Source extract -
Melanoma Trust

In Memory of Sharon Rice O’Beirne

 

New tan needles its way in

An unlicensed tanning injection, not yet approved for human use, is being accessed here through the internet, writes Ciara O’Brien

The quest for the perfect tan has taken a new twist with an unlicensed tanning injection that is being openly sold through the internet and being used by customers in the Republic.

Available under the name Melanotan, the peptide is designed to stimulate tanning in the body by boosting the amount of melanin, which is the body’s natural protection from the sun, without exposure to UV rays.

It was originally developed as a potential weapon in the fight against skin cancer. It is still undergoing clinical trials, but unlicensed varieties have found their way onto the internet and it has been adopted as a tanning drug for those who don’t want the mess of fake tan or the stigma that comes with using sunbeds.

There are two variants of the drug, Melanotan I and Melanotan II. Sold online for as little as £28 (€33), the websites claim the drug will give users a tan without exposure to harmful UV rays.

The drug is sold in packages that include vials of the powder, which has to be mixed with bacteriostatic water and injected into the skin.

For some, the drug may seem like the perfect solution to the tanning problem. A third of cancers diagnosed worldwide are skin cancers, with most attributed to over-exposure to natural UV radiation.

According to the National Cancer Registry of Ireland, there were 6,794 cases of skin cancer in 2005, the most recent data available. More than 590 of these were melanoma, the most serious type of skin cancer.

However, the side effects of the drugs are well publicised on the various sites, with nausea, headaches, fatigue and increased libido among them.

Description of the task - Print the Melanotan article above again in full, with every word and line unchanged.

Dataset records -
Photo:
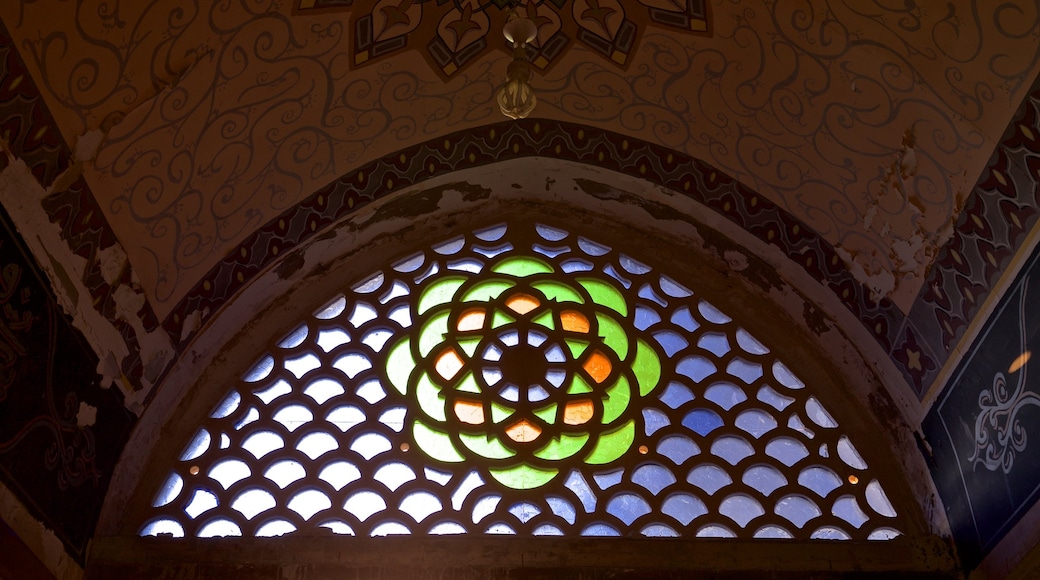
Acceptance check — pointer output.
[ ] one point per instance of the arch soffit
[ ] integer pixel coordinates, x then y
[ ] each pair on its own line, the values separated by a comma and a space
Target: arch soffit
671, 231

---

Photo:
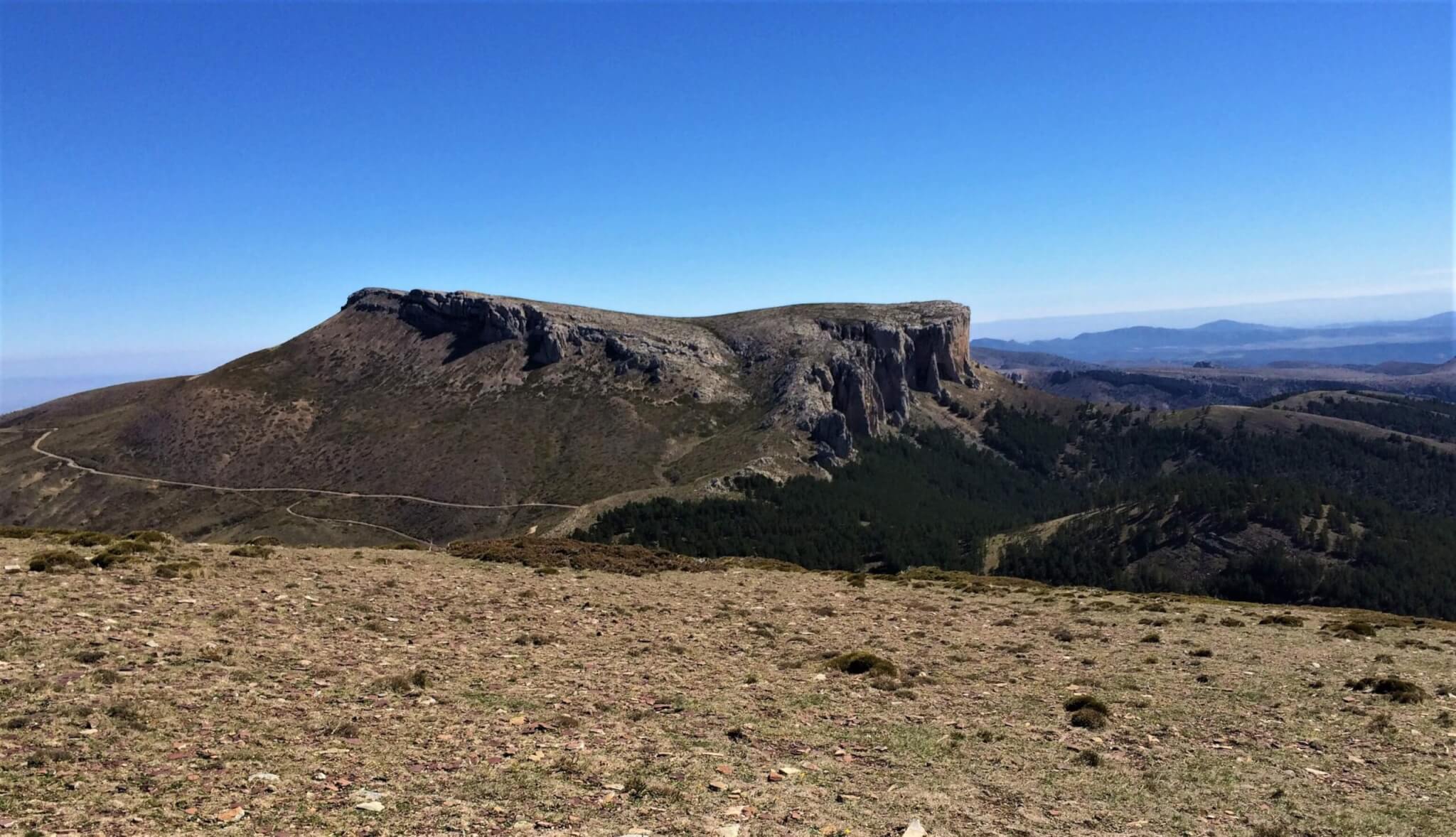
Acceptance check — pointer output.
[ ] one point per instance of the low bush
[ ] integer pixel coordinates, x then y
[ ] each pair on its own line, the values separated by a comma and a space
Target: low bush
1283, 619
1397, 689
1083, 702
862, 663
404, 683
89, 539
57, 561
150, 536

--

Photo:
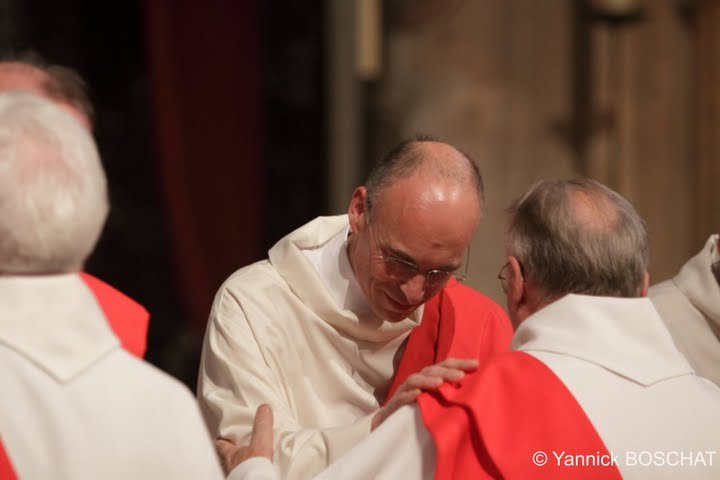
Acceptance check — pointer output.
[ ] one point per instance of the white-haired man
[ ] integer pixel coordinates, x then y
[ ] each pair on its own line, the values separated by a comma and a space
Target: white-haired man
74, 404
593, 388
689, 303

Result -
Melanoma Trust

In Memory of Sharon Rice O’Beirne

 

New tan needles its way in

An unlicensed tanning injection, not yet approved for human use, is being accessed here through the internet, writes Ciara O’Brien

The quest for the perfect tan has taken a new twist with an unlicensed tanning injection that is being openly sold through the internet and being used by customers in the Republic.

Available under the name Melanotan, the peptide is designed to stimulate tanning in the body by boosting the amount of melanin, which is the body’s natural protection from the sun, without exposure to UV rays.

It was originally developed as a potential weapon in the fight against skin cancer. It is still undergoing clinical trials, but unlicensed varieties have found their way onto the internet and it has been adopted as a tanning drug for those who don’t want the mess of fake tan or the stigma that comes with using sunbeds.

There are two variants of the drug, Melanotan I and Melanotan II. Sold online for as little as £28 (€33), the websites claim the drug will give users a tan without exposure to harmful UV rays.

The drug is sold in packages that include vials of the powder, which has to be mixed with bacteriostatic water and injected into the skin.

For some, the drug may seem like the perfect solution to the tanning problem. A third of cancers diagnosed worldwide are skin cancers, with most attributed to over-exposure to natural UV radiation.

According to the National Cancer Registry of Ireland, there were 6,794 cases of skin cancer in 2005, the most recent data available. More than 590 of these were melanoma, the most serious type of skin cancer.

However, the side effects of the drugs are well publicised on the various sites, with nausea, headaches, fatigue and increased libido among them.